_What you need to do_. Find each line of the entries below that contains the string "amphitheatre", and copy those lines out. Matching is case-sensitive.
--- begin ---
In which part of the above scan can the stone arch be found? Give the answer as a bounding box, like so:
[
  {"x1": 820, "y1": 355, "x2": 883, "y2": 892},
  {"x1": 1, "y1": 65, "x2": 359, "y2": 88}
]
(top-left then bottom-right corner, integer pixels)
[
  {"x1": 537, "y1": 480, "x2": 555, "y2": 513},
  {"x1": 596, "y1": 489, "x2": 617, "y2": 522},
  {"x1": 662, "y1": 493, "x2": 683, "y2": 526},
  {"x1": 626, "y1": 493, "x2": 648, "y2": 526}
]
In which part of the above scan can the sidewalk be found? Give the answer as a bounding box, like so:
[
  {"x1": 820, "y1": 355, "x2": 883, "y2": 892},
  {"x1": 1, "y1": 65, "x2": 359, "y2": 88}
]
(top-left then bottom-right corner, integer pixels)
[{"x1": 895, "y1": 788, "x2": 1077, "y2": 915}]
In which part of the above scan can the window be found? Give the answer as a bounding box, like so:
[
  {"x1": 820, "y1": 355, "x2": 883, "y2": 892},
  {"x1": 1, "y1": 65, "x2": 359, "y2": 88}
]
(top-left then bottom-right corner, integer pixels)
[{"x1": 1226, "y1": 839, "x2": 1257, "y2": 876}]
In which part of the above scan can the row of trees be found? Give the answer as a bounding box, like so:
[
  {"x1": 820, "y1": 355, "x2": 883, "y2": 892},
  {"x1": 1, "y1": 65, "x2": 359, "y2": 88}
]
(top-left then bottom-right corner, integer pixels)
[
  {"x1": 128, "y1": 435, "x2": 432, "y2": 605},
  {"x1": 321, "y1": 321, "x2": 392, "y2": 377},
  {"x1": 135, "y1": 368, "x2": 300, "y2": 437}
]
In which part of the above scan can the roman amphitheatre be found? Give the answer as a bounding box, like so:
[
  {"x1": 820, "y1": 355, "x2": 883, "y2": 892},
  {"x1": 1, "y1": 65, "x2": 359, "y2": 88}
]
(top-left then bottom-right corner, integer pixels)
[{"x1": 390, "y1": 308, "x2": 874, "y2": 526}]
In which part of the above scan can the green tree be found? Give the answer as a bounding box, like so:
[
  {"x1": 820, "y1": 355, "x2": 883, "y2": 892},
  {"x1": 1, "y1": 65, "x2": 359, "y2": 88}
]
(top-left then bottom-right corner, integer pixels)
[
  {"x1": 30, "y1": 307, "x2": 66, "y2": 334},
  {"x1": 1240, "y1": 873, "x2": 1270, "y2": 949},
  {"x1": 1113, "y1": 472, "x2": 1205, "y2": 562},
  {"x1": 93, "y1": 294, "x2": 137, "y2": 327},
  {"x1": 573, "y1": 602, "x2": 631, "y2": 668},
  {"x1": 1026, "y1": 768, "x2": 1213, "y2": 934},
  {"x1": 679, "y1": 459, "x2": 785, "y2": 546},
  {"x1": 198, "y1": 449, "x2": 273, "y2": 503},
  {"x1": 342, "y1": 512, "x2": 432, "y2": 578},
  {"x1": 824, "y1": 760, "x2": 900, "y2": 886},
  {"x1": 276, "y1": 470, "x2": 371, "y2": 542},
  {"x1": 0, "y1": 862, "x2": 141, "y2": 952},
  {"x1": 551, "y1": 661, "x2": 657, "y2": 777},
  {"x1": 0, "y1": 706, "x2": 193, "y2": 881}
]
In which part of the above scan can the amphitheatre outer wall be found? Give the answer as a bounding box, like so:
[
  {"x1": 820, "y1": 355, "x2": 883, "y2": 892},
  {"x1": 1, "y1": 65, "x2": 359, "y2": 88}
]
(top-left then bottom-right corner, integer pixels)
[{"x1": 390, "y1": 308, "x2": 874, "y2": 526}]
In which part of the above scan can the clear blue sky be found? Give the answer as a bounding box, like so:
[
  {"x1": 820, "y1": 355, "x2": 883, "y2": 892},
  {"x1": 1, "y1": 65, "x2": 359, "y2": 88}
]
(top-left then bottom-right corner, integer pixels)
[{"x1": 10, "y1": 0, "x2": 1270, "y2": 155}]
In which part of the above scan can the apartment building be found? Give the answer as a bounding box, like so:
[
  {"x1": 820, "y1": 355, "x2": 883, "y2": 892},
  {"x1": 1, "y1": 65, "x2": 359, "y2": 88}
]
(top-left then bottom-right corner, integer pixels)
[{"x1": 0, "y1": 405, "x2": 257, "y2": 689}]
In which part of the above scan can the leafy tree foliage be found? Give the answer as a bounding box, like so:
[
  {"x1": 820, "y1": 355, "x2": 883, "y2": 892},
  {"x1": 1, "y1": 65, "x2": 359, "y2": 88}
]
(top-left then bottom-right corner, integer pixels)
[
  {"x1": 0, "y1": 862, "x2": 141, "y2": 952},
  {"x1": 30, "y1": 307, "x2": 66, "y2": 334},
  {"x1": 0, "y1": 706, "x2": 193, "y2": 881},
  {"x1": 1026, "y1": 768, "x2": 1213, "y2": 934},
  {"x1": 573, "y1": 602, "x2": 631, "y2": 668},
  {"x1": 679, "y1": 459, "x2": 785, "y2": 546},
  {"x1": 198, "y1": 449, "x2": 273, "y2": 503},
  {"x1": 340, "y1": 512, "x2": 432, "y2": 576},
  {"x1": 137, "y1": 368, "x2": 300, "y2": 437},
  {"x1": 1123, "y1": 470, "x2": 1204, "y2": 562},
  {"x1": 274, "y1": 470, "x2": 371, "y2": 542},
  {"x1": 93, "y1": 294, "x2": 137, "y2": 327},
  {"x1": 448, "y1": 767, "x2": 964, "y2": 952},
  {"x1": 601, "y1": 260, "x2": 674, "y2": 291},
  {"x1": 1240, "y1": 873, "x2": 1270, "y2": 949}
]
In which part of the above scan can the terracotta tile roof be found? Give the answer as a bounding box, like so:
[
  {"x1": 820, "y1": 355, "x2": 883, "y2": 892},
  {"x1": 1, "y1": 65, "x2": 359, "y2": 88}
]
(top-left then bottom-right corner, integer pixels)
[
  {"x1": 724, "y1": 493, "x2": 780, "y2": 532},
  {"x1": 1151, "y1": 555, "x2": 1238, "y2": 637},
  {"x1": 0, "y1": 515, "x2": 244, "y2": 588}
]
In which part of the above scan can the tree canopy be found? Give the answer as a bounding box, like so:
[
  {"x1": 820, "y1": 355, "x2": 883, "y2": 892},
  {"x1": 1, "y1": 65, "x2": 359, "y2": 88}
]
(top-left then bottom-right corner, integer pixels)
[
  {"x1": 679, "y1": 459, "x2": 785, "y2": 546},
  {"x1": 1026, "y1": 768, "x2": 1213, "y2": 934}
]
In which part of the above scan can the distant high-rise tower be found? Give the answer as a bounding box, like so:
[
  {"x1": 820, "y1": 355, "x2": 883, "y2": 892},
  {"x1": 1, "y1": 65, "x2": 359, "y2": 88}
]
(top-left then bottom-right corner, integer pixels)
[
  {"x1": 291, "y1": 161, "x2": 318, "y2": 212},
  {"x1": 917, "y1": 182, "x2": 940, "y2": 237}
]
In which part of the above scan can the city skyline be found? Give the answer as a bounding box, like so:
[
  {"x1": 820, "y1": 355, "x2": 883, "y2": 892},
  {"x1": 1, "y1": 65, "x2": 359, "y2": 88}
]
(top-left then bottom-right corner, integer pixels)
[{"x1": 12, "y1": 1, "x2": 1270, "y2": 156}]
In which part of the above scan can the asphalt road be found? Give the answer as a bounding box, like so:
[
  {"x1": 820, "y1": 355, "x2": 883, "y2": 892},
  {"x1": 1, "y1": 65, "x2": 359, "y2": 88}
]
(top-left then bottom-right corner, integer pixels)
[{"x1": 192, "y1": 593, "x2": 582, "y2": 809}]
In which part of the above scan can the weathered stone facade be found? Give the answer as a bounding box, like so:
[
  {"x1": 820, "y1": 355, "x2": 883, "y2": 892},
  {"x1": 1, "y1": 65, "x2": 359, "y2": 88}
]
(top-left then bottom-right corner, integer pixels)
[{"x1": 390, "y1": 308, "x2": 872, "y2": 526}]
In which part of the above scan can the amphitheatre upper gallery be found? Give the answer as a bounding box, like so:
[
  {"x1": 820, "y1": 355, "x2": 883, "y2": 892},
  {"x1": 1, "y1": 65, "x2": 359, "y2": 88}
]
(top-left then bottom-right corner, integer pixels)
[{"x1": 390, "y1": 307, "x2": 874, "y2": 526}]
--- end ---
_Full output_.
In which part of the above scan can the roman amphitheatre be found? Give the answer as a bounding box, like so:
In which part of the above scan can the amphitheatre outer wall be found? Give the answer as a bounding box, like so:
In which part of the above scan can the amphitheatre upper gallery be found? Give the answer as a bounding box, like so:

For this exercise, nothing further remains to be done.